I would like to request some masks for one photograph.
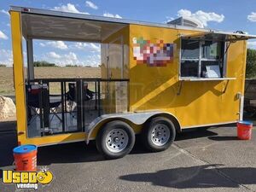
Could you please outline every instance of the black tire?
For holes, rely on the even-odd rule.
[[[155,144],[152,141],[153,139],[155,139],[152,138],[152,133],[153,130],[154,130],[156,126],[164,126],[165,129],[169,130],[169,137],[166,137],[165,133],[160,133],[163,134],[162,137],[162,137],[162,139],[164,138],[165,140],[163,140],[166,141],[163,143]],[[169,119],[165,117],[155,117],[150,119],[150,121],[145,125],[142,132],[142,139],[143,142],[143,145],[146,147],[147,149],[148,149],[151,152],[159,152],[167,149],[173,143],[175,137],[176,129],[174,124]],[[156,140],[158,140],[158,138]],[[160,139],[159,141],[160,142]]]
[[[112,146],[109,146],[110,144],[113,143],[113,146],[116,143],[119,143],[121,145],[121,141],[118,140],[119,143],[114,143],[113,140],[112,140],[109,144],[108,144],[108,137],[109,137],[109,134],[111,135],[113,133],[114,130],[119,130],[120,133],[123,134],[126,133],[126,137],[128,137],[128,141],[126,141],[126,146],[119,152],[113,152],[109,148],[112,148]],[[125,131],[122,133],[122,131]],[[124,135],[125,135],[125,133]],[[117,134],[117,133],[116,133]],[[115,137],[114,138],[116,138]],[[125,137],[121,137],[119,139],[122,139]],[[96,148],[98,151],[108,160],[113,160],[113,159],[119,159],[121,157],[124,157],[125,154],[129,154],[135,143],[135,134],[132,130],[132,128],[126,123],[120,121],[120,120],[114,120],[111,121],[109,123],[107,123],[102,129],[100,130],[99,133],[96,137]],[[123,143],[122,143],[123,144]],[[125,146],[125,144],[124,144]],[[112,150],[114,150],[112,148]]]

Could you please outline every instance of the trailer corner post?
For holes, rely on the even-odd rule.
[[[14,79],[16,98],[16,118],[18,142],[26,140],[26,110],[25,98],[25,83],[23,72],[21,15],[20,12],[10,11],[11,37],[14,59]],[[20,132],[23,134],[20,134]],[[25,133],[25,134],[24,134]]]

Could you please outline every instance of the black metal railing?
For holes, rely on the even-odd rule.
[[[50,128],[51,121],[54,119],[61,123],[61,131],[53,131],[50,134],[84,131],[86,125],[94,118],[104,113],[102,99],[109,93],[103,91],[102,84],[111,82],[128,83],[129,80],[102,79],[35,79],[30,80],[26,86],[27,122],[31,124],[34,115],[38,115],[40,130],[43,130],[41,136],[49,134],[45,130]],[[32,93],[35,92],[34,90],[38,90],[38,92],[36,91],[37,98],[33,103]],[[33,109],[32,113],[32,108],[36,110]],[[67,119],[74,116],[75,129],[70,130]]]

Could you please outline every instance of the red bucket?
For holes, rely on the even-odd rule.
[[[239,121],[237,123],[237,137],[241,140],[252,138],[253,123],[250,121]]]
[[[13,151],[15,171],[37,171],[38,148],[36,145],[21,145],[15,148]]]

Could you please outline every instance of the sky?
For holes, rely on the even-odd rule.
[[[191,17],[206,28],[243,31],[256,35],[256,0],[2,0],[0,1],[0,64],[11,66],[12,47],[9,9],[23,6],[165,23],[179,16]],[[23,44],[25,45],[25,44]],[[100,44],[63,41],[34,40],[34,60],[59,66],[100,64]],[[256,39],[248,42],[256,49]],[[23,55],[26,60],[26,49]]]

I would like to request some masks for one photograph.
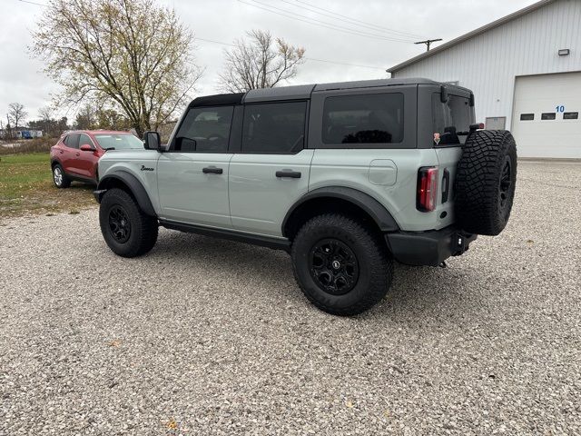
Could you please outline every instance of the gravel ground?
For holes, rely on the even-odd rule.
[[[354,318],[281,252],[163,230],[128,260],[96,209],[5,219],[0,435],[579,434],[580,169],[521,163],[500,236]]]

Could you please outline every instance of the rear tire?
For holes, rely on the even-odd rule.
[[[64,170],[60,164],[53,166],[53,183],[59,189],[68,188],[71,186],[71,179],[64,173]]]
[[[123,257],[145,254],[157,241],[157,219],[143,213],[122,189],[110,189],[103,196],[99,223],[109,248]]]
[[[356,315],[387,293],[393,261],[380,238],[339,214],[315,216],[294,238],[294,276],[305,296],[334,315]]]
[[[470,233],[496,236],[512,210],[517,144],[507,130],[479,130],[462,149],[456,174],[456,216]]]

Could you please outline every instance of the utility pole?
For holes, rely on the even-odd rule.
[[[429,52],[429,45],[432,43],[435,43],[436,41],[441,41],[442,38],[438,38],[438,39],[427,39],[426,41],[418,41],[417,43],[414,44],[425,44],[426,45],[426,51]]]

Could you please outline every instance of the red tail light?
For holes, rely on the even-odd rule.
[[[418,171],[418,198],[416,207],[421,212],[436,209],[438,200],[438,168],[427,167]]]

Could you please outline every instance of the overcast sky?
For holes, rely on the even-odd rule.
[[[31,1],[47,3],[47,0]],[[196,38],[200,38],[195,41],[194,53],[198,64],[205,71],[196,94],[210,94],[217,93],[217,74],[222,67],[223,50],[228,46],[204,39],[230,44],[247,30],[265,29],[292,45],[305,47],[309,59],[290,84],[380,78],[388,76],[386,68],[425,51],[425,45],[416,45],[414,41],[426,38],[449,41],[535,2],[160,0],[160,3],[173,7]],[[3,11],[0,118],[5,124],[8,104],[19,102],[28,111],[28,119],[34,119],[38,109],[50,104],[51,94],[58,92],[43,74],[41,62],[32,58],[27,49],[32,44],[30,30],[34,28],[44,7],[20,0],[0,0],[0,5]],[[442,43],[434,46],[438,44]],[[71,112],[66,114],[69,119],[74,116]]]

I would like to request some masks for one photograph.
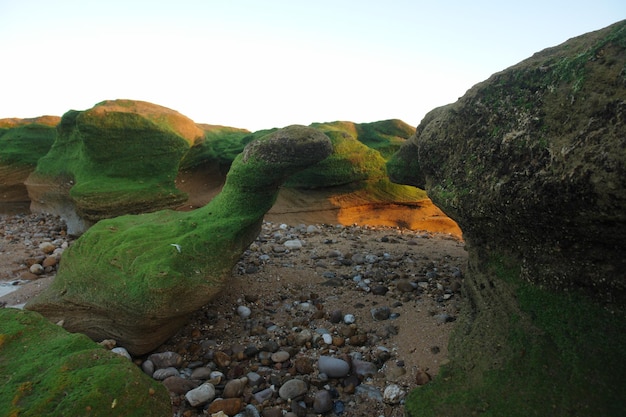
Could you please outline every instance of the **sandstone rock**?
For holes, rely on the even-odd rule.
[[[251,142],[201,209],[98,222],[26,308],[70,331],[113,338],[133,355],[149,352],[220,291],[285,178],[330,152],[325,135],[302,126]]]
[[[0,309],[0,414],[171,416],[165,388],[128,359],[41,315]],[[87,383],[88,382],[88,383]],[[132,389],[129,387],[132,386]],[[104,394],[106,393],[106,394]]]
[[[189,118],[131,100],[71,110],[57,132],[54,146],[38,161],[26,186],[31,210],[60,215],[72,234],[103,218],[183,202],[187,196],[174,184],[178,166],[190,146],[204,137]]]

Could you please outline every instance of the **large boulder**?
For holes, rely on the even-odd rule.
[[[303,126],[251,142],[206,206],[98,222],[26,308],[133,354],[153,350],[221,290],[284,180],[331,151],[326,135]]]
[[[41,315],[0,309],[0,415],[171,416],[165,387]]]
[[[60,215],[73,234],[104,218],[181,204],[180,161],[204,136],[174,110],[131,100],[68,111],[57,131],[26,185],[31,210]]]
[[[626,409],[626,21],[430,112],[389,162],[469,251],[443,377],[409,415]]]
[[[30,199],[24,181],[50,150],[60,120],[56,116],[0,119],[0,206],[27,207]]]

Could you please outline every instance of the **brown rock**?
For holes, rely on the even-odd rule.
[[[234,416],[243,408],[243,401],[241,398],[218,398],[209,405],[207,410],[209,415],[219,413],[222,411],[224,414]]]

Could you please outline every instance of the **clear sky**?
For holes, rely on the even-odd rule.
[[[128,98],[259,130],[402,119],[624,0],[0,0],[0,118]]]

◆ ◆ ◆ ◆ ◆

_PROBLEM STATEMENT_
Repeat only the stretch of lines that opens with the line containing "Could you please outline every instance of the **brown" and closes with the final line of the entries, both included, exactly as written.

_RESPONSE TO THE EXERCISE_
Could you please outline every instance of the **brown rock**?
For holes, rely on the even-odd rule.
[[[234,416],[243,408],[243,401],[241,398],[218,398],[209,405],[207,410],[209,415],[219,413],[222,411],[224,414]]]

Could you please outline every instance of the **clear sky**?
For holes, rely on the even-odd rule.
[[[128,98],[259,130],[402,119],[624,0],[0,0],[0,118]]]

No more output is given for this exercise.